* EXTRAIT DE PAGE
++++++++++
Certains pays francophones sont repartis primés, comme Viva Riva ! de la République Démocratique du Congo (RDC) par exemple. Cette année, le Gabon et le Mali ont remporté des prix [également Harrikrisna Anenden & Sharvan Anenden pour Les enfants de Troumaron, voir palmarès, NDLR]. Les AMAA se tiennent uniquement au Nigéria du fait de nos partenaires. Je suis sûr que si nous avions un soutien du Gabon, la cérémonie se tiendrait là-bas. Ce que les AMAA ont fait, c'est d'annoncer les nominés lors d'événements organisés dans différents pays : au Burkina Faso, au Ghana, en Gambie, en Egypte, en Afrique du Sud et au Malawi. J'espère que nous trouverons un nouveau sponsor qui nous permettra d'organiser ailleurs notre prochain événement.
Les gagnants reçoivent-ils de l'argent avec leur trophée ?
S.H.: Cela dépend réellement de nos partenaires. L'objectif de départ était de remettre de l'argent mais nous ne pouvons le faire sans partenariats. Une année, les gagnants ont remporté de l'argent parce que le partenaire de l'époque considérait qu'ils devaient repartir avec quelque chose en plus de leur trophée. Cette année, il n'y a pas eu d'argent mais d'autres formes de soutien comme de l'aide pour participer à des festivals, etc. Je suis sûr que si les AMAA décrochent un bon partenaire, il y aura de l'argent à la clé pour les gagnants.
Quel est l'impact des AMAA sur l'industrie cinématographique nigériane ?
S.H.: L'impact a été phénoménal et pas seulement au Nigéria. Cela a touché les cinéastes et le cinéma ailleurs sur le continent. Les réalisateurs cherchent maintenant à déposer leurs films car ils sont conscients que remporter un prix peut booster leur carrière et leurs efforts de marketing. Et parce que les participants de l'industrie nigériane ont conscience d'entrer en compétition avec d'autres cinéastes, ils font attention à la qualité de leurs productions car c'est sans aucun doute la meilleure façon d'être primé aux AMAA. J'ai l'habitude de dire que les AMAA ne sont pas une compétition basée sur la popularité. Le public ne vote pas pour son film favori. C'est une académie qui décide quels films représentent le mieux l'Afrique en terme d'accomplissement cinématographique.
Les AMAA ont-ils une reconnaissance internationale en dehors du Nigéria ?
S.H.: Je pense que oui. Je sais qu'ils bénéficient d'une reconnaissance auprès de l'Union Africaine et de grands festivals comme celui de Berlin, Toronto ou le PanAfrican Film festival de Los Angeles. En fait, la plupart des films de la Diaspora proviennent du PanAfrican Film Festival. Les AMAA travaillent à renforcer leurs relations avec le FESPACO et d'autres institutions internationales. Notre rêve est d'ailleurs d'obtenir une reconnaissance officielle de la part de l'Union Africaine.
Les films primés bénéficient-ils de davantage de sélections en festival ou de sorties en salle après les AMAA ?
++++++++++
* BLOC DE DONNÉES
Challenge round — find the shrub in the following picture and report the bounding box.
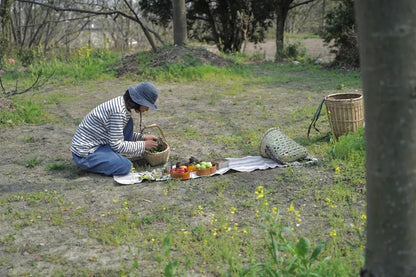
++++++++++
Relevez s'il vous plaît, dans l'extrait de page, tous les pays où les AMAA ont annoncé les nominés lors d'événements.

* RÉSULTAT DE L'EXERCICE
Burkina Faso, Ghana, Gambie, Egypte, Afrique du Sud, Malawi